**Job:**
Word for word, transcribe the lines from the one containing "the blue scarf" through the end of the entries, both included, and nothing else.

>>>>>

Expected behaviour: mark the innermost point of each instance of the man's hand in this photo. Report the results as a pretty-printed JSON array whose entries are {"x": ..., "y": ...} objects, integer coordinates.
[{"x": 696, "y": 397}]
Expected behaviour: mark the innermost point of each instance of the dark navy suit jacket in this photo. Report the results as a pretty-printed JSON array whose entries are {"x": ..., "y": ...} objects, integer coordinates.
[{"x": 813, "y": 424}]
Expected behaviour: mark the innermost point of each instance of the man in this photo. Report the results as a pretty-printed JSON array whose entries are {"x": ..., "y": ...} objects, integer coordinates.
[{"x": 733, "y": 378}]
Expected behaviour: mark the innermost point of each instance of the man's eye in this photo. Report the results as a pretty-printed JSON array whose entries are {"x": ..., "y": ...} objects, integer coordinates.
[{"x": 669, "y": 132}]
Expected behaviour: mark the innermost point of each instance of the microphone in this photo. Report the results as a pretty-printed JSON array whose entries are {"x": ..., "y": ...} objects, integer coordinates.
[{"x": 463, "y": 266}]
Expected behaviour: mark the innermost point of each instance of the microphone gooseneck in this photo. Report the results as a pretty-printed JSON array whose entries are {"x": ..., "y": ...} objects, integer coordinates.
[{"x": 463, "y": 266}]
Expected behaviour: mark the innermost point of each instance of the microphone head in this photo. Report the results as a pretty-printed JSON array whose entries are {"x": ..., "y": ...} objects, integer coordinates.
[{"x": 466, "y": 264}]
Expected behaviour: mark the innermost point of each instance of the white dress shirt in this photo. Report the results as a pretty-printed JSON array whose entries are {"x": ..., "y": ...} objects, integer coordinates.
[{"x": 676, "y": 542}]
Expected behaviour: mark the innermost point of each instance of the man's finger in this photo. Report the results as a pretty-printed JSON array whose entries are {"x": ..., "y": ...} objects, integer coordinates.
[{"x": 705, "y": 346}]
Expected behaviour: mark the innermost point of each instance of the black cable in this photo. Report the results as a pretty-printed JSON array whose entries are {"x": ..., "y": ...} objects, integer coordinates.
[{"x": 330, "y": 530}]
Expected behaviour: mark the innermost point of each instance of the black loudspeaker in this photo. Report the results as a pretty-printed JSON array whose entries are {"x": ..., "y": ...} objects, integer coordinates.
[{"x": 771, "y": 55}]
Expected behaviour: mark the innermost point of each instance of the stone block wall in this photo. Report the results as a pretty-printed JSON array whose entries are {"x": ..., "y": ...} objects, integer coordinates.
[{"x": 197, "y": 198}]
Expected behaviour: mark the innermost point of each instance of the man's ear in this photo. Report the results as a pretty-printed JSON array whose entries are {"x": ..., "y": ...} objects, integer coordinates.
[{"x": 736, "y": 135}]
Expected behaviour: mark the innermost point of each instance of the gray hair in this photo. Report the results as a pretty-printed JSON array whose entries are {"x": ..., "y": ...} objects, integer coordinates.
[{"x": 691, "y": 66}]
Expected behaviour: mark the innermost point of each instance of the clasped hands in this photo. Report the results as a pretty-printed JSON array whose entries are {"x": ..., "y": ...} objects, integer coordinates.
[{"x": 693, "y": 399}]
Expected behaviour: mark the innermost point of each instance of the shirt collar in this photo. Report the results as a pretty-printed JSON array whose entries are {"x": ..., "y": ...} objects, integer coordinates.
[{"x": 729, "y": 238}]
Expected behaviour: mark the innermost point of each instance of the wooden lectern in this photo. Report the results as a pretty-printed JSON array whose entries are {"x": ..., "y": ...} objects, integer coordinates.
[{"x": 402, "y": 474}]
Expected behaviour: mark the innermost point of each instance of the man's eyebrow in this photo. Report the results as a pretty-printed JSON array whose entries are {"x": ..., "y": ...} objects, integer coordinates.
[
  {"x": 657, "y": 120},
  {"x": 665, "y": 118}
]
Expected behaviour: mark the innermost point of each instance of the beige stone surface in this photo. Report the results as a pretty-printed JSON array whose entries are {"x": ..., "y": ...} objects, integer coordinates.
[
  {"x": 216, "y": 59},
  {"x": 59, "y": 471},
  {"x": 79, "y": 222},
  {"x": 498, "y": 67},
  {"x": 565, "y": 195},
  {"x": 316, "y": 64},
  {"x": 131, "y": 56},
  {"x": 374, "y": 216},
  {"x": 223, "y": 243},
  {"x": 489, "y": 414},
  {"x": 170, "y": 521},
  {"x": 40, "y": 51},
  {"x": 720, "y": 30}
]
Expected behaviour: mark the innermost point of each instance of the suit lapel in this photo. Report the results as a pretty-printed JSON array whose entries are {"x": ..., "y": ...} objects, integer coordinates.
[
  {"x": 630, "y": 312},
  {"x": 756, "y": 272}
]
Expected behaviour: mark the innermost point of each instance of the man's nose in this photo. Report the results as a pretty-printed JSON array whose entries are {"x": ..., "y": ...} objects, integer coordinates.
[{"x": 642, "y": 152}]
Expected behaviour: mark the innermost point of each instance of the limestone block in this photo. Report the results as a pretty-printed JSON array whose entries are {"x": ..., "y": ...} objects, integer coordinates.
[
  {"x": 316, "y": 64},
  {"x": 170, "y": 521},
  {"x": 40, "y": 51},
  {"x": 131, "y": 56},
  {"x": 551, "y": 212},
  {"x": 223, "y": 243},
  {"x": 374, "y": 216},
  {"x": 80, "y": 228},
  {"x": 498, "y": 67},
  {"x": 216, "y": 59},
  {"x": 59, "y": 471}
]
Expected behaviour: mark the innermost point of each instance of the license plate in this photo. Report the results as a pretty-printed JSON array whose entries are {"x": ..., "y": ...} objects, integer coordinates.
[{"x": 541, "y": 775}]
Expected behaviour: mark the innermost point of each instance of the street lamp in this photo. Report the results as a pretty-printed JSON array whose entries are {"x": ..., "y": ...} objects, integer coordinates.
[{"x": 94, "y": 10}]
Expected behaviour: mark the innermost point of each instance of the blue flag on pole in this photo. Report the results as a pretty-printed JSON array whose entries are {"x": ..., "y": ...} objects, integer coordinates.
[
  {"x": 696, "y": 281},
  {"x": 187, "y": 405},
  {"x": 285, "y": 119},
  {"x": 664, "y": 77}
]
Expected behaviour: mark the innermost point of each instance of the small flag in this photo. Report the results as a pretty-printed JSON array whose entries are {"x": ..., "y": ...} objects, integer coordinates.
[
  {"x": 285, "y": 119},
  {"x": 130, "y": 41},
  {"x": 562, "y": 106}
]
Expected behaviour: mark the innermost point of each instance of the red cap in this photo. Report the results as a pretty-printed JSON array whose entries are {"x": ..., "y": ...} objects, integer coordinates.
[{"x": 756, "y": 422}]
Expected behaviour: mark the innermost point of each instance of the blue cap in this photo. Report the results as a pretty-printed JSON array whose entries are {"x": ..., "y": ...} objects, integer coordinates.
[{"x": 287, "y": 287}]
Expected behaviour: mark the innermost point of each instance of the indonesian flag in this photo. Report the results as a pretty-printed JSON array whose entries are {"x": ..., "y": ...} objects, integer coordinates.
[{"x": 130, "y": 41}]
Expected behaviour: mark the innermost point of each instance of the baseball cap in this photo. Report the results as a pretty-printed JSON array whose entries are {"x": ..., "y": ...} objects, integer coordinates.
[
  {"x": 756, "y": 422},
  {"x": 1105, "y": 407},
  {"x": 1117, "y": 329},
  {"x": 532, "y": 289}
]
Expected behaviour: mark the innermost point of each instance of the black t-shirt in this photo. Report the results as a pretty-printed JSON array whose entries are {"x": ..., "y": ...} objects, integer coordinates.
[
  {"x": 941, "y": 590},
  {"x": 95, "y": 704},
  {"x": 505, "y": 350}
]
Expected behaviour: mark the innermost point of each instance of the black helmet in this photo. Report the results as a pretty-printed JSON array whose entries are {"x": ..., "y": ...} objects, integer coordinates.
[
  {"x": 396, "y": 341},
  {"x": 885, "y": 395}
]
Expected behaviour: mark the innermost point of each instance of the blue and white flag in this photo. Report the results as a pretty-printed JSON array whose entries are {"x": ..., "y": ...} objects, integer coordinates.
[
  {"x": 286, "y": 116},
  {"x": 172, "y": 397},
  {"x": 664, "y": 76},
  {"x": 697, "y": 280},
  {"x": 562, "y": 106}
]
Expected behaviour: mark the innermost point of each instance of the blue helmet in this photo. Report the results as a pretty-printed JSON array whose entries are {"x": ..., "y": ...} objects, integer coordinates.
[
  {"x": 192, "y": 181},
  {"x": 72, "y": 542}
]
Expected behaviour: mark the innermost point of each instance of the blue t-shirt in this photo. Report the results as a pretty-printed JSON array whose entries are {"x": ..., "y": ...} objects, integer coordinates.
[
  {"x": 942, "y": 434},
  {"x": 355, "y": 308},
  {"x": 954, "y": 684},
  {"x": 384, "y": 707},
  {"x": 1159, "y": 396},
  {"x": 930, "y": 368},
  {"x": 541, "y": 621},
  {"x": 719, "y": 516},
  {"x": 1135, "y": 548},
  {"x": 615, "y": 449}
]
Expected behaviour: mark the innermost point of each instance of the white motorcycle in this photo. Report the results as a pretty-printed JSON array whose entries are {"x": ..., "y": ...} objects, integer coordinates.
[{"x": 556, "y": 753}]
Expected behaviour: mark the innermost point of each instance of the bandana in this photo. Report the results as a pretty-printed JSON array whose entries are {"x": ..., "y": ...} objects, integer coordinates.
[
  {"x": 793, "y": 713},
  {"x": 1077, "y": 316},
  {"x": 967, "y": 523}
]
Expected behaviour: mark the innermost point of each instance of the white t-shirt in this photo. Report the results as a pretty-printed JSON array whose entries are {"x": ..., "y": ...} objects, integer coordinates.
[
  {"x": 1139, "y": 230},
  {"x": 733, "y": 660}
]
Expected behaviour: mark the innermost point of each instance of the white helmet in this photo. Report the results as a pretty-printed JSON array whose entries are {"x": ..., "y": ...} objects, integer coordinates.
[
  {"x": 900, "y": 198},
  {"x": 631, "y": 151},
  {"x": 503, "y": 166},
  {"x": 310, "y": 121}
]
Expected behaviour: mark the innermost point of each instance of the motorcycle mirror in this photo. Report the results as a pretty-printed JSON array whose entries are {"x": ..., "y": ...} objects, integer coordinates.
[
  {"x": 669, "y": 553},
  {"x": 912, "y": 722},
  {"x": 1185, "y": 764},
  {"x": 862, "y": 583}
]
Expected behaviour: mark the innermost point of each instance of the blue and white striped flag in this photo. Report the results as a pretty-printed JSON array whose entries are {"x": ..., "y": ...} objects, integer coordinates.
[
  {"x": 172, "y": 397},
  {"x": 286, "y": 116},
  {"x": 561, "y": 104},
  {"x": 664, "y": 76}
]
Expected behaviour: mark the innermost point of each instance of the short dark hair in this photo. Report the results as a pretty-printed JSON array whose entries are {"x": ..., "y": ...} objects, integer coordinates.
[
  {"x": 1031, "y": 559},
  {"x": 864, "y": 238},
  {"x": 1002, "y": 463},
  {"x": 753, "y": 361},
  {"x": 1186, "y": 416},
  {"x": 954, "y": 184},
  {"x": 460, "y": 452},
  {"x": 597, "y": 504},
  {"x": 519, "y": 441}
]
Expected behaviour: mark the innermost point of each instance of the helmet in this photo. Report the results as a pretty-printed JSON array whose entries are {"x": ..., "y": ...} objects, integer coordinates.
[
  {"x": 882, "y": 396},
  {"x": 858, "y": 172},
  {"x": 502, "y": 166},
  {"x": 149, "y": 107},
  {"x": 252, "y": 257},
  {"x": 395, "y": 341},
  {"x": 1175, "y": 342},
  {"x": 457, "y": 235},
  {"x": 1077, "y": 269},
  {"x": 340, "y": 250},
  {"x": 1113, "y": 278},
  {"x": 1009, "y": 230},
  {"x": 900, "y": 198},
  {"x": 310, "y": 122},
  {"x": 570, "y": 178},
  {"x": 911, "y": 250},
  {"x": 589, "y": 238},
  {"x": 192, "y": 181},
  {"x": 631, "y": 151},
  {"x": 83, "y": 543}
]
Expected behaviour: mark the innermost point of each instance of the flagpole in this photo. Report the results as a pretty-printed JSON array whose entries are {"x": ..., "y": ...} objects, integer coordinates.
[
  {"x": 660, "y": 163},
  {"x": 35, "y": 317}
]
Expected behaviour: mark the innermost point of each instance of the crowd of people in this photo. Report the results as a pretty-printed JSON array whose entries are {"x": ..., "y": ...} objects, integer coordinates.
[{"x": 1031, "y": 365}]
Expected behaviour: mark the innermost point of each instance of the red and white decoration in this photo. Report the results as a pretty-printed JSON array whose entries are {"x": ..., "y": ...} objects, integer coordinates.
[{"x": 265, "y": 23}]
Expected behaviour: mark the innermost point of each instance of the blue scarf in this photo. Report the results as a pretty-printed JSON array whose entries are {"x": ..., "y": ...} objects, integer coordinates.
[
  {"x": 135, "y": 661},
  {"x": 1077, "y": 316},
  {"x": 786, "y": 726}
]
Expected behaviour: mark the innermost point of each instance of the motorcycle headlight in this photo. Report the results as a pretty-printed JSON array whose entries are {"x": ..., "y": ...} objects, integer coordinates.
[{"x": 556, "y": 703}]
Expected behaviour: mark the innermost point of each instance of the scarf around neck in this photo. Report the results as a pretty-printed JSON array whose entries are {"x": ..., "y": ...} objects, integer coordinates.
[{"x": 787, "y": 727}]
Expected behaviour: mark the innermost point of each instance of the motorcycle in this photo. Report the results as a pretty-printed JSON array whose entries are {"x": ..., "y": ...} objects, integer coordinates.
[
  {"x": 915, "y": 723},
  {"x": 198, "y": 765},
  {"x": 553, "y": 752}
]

<<<<<

**Answer to the exercise:**
Expected behaviour: mark the innermost point of each instance of the blue scarf in this photo. Report the results as a pretty-printed JSON array whose entries are {"x": ..., "y": ...} objects, integer coordinates.
[
  {"x": 135, "y": 661},
  {"x": 1077, "y": 316},
  {"x": 786, "y": 726}
]
Expected behaviour: mark the innermost point of each instance of the motorcycle headlight in this photo. Report the results as a pretty-printed JSON array whose entries are {"x": ..., "y": ...} objects, integer coordinates.
[{"x": 556, "y": 703}]
Expected behaviour: mark the innermost point of each instance of the scarf around neck in this photo. Report the results as a pretty-printed JSON array whose entries are {"x": ..., "y": ...} objects, integer coordinates.
[{"x": 787, "y": 727}]
Expected behaviour: mark the innermost point of each instance of the motorcycle in this photo. Report the results as a pretty-printed JSON array whose entries are {"x": ..., "y": ...} objects, integer coordinates.
[
  {"x": 915, "y": 723},
  {"x": 198, "y": 765},
  {"x": 553, "y": 752}
]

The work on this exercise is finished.